::: Excerpted passage :::

All methods are coroutines and must be awaited.

| Method | Description |
|--------|-------------|
| `fetch_html(url, *, timeout, geo_code, block_resources)` | Fetch rendered HTML via the MrScraper stealth browser |
| `create_scraper(url, message, *, agent, proxy_country, ...)` | Create & run an AI-powered scraper |
| `rerun_scraper(scraper_id, url, *, max_depth, max_pages, limit, ...)` | Rerun an AI scraper on a new URL |
| `bulk_rerun_ai_scraper(scraper_id, urls)` | Rerun an AI scraper on multiple URLs in one batch |
| `rerun_manual_scraper(scraper_id, url)` | Rerun a manually configured scraper on a single URL |
| `bulk_rerun_manual_scraper(scraper_id, urls)` | Rerun a manual scraper on multiple URLs in one batch |
| `get_all_results(*, sort_field, sort_order, page_size, page, search, ...)` | List all results with filtering & pagination |
| `get_result_by_id(result_id)` | Fetch a single result by its ID |

All methods return a `dict` with the following keys:

| Key | Type | Description |
|-----|------|-------------|
| `status_code` | `int` | HTTP status code |
| `data` | `Any` | Parsed JSON body or raw text |
| `headers` | `dict` | Response headers |

### `bulk_rerun_manual_scraper`

Reruns a manually configured scraper on multiple URLs simultaneously in a single batch operation. This is more efficient than calling `rerun_manual_scraper` multiple times, as it processes all URLs in parallel and returns consolidated results. Ideal for scraping multiple pages, products, or articles with the same extraction logic.

::: Supplied data :::

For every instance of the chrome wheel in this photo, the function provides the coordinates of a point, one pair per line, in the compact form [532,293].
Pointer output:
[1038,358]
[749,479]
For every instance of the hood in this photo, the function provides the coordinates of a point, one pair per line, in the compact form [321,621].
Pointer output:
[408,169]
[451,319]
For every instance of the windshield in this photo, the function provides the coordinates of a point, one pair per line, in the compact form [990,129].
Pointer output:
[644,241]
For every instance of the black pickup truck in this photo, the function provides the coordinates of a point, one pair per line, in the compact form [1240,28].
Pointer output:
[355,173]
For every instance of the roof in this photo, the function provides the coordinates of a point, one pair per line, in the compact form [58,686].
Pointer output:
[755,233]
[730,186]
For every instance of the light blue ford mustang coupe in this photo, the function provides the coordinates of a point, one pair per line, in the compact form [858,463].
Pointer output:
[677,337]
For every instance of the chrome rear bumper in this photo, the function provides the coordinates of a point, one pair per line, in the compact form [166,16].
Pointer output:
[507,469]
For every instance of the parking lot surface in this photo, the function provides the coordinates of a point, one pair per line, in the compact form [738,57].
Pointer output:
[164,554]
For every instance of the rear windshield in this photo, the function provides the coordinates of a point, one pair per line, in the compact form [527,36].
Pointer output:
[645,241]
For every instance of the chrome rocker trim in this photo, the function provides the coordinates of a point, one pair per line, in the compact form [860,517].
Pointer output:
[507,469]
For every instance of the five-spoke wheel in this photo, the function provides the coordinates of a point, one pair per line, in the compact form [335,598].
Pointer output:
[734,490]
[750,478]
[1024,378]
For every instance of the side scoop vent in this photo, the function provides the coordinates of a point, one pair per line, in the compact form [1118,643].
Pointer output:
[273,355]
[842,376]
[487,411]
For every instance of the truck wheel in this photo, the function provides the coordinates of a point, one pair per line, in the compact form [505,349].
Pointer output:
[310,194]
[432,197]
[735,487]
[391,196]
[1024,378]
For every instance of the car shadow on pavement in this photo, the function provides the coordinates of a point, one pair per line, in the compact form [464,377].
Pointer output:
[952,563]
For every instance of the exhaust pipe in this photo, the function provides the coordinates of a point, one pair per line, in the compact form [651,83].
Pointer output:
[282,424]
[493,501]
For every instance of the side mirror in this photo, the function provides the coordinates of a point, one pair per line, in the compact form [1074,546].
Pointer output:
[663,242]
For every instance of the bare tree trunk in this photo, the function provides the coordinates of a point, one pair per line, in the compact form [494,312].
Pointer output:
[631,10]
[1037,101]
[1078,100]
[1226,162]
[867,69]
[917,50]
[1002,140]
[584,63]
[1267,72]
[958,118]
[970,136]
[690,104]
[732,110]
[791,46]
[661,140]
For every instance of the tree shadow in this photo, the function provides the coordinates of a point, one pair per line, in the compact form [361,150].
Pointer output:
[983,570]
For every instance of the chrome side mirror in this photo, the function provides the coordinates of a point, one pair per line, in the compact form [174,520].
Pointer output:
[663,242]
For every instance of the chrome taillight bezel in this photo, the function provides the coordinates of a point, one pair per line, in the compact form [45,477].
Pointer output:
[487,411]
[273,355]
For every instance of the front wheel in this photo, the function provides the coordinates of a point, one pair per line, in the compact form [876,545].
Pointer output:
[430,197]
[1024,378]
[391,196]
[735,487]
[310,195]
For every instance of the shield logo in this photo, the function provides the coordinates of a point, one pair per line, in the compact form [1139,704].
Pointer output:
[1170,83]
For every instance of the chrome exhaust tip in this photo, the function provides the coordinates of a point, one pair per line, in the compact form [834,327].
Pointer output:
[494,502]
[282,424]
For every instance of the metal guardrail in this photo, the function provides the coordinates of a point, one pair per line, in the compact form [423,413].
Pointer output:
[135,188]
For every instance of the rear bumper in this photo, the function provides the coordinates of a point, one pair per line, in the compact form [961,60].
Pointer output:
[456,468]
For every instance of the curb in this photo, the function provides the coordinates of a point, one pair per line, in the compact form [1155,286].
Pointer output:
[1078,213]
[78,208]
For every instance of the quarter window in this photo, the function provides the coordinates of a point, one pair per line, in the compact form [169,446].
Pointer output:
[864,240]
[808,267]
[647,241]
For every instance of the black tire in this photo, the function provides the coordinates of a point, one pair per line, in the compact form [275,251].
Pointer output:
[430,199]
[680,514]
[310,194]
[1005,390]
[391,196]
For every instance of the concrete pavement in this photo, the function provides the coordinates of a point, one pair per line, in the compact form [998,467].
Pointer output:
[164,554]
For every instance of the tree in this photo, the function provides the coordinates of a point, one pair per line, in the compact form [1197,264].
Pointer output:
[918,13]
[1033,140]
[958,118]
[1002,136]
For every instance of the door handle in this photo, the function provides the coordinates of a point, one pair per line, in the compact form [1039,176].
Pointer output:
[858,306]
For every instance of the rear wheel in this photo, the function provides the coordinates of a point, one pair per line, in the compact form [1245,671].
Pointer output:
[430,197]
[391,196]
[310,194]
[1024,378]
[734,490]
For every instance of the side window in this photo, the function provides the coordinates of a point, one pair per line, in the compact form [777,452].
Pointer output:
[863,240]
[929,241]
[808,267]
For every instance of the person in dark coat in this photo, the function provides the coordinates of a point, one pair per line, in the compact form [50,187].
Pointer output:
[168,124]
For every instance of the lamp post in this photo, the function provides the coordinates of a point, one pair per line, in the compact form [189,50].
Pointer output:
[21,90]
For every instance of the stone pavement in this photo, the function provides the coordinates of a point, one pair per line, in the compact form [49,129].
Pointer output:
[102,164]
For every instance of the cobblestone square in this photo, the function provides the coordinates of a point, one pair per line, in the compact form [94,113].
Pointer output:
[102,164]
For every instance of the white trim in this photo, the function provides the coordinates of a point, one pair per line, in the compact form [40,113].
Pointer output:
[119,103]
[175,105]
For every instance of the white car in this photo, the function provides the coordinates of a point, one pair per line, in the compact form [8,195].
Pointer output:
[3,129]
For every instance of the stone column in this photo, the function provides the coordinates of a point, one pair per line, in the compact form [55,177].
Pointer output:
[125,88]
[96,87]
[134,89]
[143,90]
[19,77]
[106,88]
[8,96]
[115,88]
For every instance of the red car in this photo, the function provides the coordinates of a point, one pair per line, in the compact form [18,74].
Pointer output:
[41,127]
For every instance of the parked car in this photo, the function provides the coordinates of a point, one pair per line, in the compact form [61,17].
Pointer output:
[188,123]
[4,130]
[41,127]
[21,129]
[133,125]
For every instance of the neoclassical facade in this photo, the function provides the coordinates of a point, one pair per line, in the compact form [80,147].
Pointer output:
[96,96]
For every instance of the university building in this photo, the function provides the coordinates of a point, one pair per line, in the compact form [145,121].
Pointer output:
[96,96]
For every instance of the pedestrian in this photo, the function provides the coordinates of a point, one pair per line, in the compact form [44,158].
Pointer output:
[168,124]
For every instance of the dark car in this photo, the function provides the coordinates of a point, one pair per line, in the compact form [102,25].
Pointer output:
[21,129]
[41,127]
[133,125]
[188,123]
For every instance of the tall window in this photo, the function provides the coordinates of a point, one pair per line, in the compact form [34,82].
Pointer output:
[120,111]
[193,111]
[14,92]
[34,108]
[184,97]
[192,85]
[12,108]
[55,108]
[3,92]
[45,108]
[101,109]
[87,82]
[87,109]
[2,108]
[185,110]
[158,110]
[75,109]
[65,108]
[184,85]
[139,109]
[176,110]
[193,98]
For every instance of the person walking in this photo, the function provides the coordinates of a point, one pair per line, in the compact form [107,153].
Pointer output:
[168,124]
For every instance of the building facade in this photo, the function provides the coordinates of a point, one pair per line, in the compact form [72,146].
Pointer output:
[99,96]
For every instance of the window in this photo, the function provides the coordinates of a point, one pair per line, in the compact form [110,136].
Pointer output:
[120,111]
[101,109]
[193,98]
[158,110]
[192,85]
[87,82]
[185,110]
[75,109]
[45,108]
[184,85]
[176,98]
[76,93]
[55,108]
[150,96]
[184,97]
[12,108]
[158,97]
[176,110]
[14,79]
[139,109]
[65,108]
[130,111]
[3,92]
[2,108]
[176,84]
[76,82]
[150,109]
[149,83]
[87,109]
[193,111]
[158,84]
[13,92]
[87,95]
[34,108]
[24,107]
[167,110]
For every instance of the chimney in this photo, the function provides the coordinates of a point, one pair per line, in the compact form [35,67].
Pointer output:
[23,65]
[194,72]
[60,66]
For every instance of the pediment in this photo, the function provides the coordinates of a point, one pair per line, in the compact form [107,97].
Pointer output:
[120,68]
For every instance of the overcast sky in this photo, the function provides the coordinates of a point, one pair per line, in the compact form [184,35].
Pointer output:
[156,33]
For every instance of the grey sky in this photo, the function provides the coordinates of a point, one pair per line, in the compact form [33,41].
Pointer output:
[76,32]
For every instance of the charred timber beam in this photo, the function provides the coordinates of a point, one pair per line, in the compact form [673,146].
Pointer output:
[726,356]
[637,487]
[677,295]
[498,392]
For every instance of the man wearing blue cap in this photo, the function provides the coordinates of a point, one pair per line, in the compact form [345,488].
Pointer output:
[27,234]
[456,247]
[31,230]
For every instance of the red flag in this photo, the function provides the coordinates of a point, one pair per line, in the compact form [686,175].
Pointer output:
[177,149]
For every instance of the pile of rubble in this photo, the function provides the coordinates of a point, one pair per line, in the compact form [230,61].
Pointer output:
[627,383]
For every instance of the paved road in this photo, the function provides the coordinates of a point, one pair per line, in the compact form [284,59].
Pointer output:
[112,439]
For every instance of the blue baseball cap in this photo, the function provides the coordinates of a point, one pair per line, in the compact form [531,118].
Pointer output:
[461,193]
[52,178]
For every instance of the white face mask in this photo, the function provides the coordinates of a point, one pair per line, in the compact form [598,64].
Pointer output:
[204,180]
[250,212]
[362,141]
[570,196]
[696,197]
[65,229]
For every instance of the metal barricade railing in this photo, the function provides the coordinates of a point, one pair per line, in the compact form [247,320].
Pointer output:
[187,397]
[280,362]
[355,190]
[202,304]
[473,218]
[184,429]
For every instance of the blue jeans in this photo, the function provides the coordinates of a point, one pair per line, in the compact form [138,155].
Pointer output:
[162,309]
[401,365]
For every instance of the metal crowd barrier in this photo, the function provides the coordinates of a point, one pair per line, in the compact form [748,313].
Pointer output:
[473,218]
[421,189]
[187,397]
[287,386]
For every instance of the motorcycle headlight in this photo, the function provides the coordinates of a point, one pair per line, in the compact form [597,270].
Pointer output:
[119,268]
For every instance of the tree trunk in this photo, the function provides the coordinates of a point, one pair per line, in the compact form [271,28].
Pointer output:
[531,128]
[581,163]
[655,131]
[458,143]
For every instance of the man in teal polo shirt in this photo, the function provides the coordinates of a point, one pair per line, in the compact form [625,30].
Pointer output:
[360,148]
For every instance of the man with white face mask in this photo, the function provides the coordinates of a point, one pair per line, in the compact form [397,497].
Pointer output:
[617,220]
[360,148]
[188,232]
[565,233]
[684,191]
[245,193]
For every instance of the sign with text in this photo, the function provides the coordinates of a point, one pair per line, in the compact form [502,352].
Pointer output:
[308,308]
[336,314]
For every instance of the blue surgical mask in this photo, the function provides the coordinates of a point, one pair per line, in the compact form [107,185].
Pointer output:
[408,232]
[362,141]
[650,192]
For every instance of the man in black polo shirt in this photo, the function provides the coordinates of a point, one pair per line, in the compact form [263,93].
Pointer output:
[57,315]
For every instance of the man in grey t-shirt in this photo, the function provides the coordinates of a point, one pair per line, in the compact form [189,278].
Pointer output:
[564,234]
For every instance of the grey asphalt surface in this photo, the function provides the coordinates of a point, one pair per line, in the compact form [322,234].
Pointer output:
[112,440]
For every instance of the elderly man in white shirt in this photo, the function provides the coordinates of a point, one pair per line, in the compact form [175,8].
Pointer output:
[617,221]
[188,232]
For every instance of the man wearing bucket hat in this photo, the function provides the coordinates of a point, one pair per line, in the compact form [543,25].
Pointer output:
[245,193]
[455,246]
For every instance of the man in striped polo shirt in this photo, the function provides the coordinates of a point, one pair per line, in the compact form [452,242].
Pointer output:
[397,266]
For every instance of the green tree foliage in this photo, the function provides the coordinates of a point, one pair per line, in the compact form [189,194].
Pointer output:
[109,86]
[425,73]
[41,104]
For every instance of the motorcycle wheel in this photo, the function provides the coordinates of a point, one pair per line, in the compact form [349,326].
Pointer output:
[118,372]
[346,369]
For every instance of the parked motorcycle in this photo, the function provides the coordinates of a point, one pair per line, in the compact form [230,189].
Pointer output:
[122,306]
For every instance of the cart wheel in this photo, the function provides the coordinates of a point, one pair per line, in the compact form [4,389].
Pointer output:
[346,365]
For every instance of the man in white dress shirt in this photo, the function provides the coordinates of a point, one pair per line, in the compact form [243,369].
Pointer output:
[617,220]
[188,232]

:::

» **What you should do**
Using the scraper API excerpt, decide whether each statement agrees with it, answering yes or no and quoting the words that settle it: (a) every method returns a dictionary that includes the response headers; (b) the methods can be called without being awaited; (c) `bulk_rerun_manual_scraper` handles its URLs one after another. You won't need the records for any of this work.

» **Complete response**
(a) Yes: "All methods return a `dict` with the following keys" and "Response headers".
(b) No: "All methods are coroutines and must be awaited."
(c) No: "it processes all URLs in parallel and returns consolidated results".